### Data to use
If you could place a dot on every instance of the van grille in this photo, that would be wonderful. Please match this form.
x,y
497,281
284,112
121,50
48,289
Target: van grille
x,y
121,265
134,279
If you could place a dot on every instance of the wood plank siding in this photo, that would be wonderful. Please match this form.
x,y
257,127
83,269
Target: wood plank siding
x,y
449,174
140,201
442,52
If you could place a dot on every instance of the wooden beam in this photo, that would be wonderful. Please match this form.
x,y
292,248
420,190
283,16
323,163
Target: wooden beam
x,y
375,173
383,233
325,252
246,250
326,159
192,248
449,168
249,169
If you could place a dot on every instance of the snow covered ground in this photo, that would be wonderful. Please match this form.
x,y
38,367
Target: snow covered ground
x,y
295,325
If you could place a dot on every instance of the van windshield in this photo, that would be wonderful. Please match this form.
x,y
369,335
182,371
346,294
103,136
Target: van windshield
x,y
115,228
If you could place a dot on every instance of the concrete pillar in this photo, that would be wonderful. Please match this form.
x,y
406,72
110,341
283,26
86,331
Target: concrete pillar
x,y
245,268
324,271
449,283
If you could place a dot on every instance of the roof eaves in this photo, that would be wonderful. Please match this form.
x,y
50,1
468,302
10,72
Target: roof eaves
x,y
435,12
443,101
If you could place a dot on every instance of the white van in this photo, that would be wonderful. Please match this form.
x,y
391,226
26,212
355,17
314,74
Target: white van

### Problem to solve
For the string "white", show each line of the entries above where it occurs.

### Task result
If you could place a dot on every instance of the white van in this photo, that would be wonderful. Please match this form.
Target: white van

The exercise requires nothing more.